*** Information ***

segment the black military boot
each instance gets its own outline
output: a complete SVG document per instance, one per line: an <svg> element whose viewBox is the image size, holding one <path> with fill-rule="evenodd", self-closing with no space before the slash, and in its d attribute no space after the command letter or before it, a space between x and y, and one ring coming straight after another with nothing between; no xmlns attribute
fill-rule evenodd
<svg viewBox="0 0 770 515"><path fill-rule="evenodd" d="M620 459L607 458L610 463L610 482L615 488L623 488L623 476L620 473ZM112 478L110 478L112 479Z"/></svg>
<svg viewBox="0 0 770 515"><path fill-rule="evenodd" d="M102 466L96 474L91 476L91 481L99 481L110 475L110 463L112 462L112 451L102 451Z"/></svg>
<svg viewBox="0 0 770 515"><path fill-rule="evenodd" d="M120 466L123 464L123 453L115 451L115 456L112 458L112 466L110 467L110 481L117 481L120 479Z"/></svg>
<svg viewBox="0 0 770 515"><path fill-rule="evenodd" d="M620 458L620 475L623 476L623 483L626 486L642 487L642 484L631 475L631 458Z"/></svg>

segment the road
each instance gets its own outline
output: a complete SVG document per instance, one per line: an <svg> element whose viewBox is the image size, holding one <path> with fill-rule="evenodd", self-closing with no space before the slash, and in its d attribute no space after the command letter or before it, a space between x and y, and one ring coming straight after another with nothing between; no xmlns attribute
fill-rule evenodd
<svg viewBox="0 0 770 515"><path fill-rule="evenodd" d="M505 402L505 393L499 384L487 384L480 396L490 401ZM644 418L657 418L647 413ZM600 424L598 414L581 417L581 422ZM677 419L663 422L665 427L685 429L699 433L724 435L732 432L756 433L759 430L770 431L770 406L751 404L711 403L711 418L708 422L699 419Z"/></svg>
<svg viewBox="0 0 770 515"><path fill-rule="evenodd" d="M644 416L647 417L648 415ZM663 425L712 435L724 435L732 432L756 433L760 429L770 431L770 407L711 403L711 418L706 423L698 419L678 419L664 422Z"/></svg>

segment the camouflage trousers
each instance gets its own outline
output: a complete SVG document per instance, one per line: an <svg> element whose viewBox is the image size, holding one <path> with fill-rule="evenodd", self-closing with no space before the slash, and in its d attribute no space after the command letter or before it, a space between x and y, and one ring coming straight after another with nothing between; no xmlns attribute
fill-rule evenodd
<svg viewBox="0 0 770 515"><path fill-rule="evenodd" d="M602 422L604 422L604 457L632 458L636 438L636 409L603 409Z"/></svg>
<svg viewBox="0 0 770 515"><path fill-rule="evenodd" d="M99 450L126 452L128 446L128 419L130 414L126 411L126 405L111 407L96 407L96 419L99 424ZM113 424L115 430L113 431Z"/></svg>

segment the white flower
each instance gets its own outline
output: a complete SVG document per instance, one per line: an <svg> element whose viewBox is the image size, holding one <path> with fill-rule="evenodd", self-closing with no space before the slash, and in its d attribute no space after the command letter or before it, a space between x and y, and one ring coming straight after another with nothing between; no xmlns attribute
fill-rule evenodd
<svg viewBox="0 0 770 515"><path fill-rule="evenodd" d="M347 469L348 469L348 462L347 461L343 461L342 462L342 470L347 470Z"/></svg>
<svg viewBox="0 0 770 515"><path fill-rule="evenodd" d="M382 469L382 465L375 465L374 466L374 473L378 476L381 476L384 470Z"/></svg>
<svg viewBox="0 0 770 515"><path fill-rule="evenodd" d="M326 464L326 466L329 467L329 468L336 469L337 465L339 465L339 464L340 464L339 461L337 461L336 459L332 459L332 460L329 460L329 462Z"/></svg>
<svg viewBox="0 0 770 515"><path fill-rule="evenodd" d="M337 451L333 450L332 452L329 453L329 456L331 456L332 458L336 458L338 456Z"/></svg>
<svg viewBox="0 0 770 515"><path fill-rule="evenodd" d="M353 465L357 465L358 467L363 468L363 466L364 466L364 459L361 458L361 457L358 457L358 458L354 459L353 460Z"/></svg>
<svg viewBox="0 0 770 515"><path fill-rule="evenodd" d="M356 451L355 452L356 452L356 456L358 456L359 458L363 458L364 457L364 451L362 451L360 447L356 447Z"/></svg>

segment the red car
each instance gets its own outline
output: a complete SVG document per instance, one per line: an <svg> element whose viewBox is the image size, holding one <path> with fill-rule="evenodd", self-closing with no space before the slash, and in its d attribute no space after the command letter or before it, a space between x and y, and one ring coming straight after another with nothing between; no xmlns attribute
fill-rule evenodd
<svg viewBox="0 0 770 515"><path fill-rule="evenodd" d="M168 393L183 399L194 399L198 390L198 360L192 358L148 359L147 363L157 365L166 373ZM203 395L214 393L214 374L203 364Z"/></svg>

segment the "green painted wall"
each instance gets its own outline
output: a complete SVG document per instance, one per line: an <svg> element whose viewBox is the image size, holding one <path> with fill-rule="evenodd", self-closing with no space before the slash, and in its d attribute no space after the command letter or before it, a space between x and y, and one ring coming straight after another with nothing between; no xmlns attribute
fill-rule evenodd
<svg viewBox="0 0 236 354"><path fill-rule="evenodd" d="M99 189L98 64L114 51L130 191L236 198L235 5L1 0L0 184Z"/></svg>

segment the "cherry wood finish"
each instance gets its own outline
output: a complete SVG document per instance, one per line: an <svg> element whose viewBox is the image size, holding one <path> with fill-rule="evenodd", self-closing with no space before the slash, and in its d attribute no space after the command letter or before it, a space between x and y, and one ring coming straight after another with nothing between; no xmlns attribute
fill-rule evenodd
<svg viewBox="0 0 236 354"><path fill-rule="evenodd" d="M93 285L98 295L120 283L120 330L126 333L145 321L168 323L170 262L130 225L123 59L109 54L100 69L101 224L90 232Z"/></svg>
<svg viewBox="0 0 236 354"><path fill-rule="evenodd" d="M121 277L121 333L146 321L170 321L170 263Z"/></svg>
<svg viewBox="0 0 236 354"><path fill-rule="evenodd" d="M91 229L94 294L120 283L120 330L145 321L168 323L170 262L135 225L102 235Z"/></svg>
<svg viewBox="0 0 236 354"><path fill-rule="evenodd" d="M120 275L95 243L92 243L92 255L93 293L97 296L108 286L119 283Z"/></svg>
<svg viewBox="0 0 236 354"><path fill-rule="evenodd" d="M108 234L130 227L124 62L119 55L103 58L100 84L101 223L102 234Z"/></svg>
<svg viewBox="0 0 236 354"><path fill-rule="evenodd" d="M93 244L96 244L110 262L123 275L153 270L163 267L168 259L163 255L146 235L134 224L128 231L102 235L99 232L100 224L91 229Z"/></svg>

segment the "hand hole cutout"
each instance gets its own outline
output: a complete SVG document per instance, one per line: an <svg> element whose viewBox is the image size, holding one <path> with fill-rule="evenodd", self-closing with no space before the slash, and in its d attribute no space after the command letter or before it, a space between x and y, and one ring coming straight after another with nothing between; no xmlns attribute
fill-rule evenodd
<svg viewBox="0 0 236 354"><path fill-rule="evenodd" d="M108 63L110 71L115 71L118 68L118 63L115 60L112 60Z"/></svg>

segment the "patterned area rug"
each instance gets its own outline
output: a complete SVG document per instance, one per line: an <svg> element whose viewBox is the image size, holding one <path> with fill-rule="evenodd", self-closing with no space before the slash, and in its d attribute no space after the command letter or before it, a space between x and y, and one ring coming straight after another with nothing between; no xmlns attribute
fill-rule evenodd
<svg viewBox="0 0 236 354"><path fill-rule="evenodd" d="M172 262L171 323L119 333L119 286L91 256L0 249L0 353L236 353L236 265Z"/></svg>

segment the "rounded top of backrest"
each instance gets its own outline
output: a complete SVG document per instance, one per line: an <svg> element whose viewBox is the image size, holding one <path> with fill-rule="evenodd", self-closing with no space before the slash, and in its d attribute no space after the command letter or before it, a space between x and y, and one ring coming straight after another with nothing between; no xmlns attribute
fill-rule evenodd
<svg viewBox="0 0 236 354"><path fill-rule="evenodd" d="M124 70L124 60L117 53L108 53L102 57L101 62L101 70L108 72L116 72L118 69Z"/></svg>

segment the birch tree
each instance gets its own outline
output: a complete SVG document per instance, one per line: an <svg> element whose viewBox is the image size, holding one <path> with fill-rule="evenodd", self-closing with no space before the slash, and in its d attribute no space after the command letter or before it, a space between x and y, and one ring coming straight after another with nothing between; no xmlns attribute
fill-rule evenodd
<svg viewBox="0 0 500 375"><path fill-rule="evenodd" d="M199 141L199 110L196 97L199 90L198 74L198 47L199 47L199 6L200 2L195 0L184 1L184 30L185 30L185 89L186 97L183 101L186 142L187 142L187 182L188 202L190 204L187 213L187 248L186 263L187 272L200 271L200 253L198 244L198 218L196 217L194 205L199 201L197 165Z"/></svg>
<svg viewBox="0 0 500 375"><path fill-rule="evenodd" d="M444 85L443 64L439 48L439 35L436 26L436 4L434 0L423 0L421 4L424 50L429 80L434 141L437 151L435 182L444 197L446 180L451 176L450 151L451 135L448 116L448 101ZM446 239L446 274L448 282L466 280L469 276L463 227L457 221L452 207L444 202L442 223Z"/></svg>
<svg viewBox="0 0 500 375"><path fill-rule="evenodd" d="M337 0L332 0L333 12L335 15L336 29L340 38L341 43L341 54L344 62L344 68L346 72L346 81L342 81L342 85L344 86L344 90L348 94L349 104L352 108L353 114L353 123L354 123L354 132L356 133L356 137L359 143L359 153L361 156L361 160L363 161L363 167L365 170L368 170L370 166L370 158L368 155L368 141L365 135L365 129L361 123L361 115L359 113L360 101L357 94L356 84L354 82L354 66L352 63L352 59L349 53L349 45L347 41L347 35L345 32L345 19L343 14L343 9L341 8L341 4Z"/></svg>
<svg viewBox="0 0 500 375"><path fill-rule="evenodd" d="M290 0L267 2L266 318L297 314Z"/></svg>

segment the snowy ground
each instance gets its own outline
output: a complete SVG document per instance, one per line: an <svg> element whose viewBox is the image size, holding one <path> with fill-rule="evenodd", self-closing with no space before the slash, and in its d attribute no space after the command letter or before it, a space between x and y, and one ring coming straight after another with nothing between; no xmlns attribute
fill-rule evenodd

*** End of Information ***

* What needs to be done *
Find every line in the records that uses the string "segment", then copy it.

* Result for this task *
segment the black military boot
segment the road
segment the camouflage trousers
segment the white flower
segment the red car
segment the "green painted wall"
segment the "cherry wood finish"
segment the "hand hole cutout"
segment the "patterned area rug"
segment the "rounded top of backrest"
segment the birch tree
segment the snowy ground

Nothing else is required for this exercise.